▸ Problems:
a) In the passage on withdrawal of consent, what are the answers to these three questions?
(i) Which country is named as treating withdrawal of consent as grounds for a rape charge?
(ii) In most U.S. states, what is required in order to prove rape?
(iii) Which state is given as an example of having "no means no" provisions?
b) Could you turn the paragraph of the passage on withdrawal of consent that begins "Withdrawal of consent gets even trickier" into a short bulleted list that keeps its main points?
>> Start Source extract
Withdrawal of consent should be grounds for a rape charge (and it is, in Sweden) — if you consent to having sex with someone and part of the way through you say to stop and the person you’re having sex with continues to have sex with you against your wishes, that’s rape. That may not sound entirely familiar to Americans, since the United States has relatively regressive rape laws; in most states, there’s a requirement of force in order to prove rape, rather than just demonstrating lack of consent. Consent is more often used as a defense to a rape charge, and it’s hard to convict someone of rape based solely on non-consent. Some states, like New York, have rape laws on the books which include “no means no” provisions for intercourse — basically, if a reasonable person would have understood that the sex was not consensual, then that’s rape. It seems obvious enough, but those laws are not used nearly as often as forcible-rape laws; they aren’t on the books in many states, and they’re difficult to enforce even where they are.

Withdrawal of consent gets even trickier. It’s an obvious enough concept for feminist thinkers who have spent more than 10 minutes considering the realities of sex and sexual assault: If you consent to sex but then at some point during sex withdraw that consent by telling your partner to stop, your partner should stop, and if your partner doesn’t stop then that’s assault. It’s not too hard, for those of us who have had sex, to imagine how this works — I have a difficult time imagining any decent human being hearing their partner say “Stop!” in the middle of sex and not, you know, stopping. I can’t imagine hearing my partner say “Stop” and not stopping. And if your partner is saying “Stop stop stop stop!” and you keep going, yes, you are raping them.
>> End Source extract
>> Start Record set
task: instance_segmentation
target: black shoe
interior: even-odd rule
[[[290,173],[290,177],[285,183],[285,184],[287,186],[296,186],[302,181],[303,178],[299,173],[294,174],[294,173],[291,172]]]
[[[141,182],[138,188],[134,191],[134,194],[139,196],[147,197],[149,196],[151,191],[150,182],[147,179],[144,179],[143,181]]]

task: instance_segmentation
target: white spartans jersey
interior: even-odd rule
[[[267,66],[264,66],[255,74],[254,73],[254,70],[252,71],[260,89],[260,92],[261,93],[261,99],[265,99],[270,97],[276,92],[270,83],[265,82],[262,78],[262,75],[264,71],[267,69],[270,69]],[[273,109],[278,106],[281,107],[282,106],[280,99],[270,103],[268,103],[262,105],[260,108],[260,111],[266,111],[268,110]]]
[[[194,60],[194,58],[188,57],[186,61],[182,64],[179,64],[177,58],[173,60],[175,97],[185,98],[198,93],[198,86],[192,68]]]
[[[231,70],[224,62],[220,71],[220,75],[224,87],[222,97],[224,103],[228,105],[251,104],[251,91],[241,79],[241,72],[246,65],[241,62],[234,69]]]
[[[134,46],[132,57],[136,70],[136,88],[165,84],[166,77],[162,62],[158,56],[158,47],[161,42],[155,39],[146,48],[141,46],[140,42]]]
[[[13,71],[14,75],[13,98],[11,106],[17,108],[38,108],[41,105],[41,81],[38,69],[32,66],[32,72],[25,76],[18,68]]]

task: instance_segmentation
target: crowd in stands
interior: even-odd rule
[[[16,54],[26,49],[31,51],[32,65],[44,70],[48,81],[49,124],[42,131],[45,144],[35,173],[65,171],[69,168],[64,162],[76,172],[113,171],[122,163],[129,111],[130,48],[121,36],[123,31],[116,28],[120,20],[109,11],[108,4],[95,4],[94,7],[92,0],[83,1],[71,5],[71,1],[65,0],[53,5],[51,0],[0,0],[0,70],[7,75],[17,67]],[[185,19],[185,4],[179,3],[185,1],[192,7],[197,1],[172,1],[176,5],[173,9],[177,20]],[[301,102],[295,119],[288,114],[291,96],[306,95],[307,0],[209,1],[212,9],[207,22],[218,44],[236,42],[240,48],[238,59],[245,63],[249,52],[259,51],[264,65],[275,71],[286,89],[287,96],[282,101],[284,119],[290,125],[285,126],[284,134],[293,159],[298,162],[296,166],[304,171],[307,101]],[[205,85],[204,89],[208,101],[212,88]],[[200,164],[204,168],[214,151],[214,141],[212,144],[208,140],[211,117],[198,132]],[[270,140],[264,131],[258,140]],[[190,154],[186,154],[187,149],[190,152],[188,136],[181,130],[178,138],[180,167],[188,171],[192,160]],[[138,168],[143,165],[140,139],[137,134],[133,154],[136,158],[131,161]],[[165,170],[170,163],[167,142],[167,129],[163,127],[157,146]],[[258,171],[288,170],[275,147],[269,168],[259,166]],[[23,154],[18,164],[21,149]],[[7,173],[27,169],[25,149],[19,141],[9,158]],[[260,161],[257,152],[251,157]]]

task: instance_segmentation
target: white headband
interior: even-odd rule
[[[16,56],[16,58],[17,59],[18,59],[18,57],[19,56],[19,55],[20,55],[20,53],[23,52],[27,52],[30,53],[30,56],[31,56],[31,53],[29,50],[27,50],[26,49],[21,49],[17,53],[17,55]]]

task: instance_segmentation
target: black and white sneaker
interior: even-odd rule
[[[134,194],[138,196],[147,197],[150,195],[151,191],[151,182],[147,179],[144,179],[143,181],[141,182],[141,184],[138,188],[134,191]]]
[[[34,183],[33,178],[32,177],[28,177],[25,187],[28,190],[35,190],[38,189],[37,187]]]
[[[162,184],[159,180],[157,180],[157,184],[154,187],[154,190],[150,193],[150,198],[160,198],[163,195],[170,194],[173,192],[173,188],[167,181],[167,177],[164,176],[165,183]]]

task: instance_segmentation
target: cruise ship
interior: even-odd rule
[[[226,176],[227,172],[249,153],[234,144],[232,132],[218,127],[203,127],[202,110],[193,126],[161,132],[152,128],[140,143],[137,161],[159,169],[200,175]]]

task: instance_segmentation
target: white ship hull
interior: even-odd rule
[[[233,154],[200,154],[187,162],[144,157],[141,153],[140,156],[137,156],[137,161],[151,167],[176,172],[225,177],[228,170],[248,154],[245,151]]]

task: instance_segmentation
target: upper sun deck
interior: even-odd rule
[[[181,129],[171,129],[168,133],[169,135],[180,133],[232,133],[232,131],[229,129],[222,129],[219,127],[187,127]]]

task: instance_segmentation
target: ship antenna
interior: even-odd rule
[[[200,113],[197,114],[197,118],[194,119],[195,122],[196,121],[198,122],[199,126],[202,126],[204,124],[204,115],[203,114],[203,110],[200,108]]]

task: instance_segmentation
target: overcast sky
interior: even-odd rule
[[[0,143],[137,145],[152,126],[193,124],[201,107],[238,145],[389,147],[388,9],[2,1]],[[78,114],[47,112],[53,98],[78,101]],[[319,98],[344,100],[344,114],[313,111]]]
>> End Record set
▸ Responses per task:
a)
(i) Sweden
(ii) Force
(iii) New York

b)
- Withdrawal of consent is even trickier than lack of consent.
- Feminist thinkers see it as obvious: if someone consents to sex and then tells their partner to stop, the partner should stop.
- If the partner doesn't stop, that is assault.
- The writer can't imagine a decent person hearing "Stop!" during sex and continuing.
- Continuing when a partner keeps saying "Stop" is rape.